Posted by pkinoy on 30 01 2009 | 1 comment


Justice and accountability can be a slow process, but it this case a dauntless lawyer is helping to make it happen.

November 1989. The cold war was in its last throws.  The Berlin wall had just fallen.  It was the first year of Bush Sr.‘s presidency.  To the south In San Salvador, the capital of El Salvador, the guerillas of the FMLN were making what would be their final assault against the Salvadorian Army, and the military struck back, but not at the armed enemy.  The Salvadoran military thought they could use the chaotic moment to rid themselves of a thorn in their side; a group of intellectuals and educators who were teaching democracy.  On the night of November 16th, 1989 uniformed troops armed with high power rifles murdered six Jesuit priests, their housekeeper and her daughter.  This same Salvadorian military had received a billion dollars in US aid, much of it military, and Dick Cheney, then Sec. of Defense, denied that any Salvadoran military personnel were involved in the killings.  Flash forward 20 years.

(Extracted data entries)
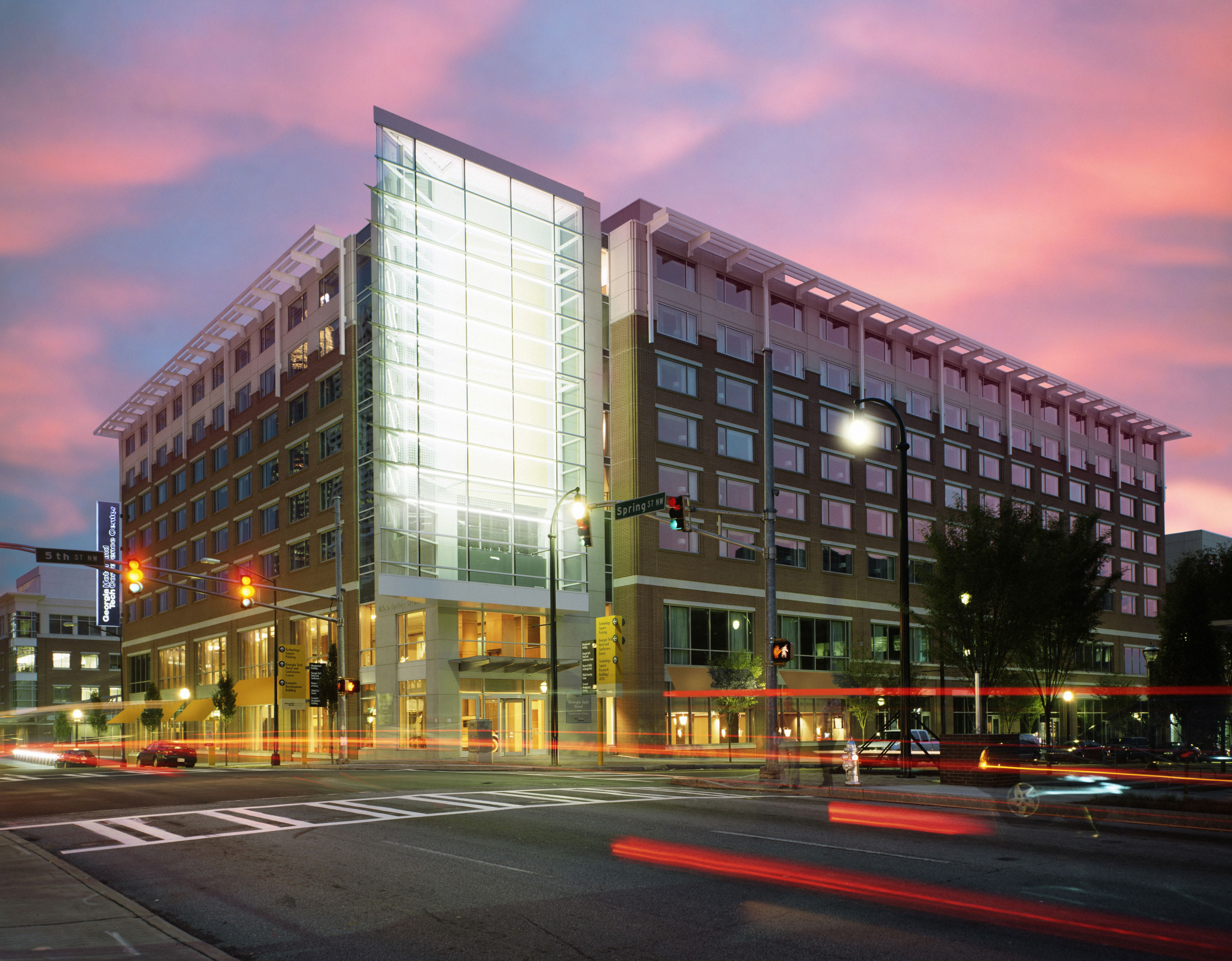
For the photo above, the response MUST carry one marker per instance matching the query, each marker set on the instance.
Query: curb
(132, 907)
(1136, 817)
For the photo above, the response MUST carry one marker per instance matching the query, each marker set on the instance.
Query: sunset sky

## [What you have to do]
Answer these questions using the post about the 1989 killings in San Salvador:
(a) How much US aid does the post say the Salvadoran military had received?
(b) On what night were the six Jesuit priests murdered?
(c) What post did Dick Cheney hold at that time?

## [Solved exercise]
(a) A billion dollars, much of it military.
(b) The night of November 16th, 1989.
(c) Secretary of Defense.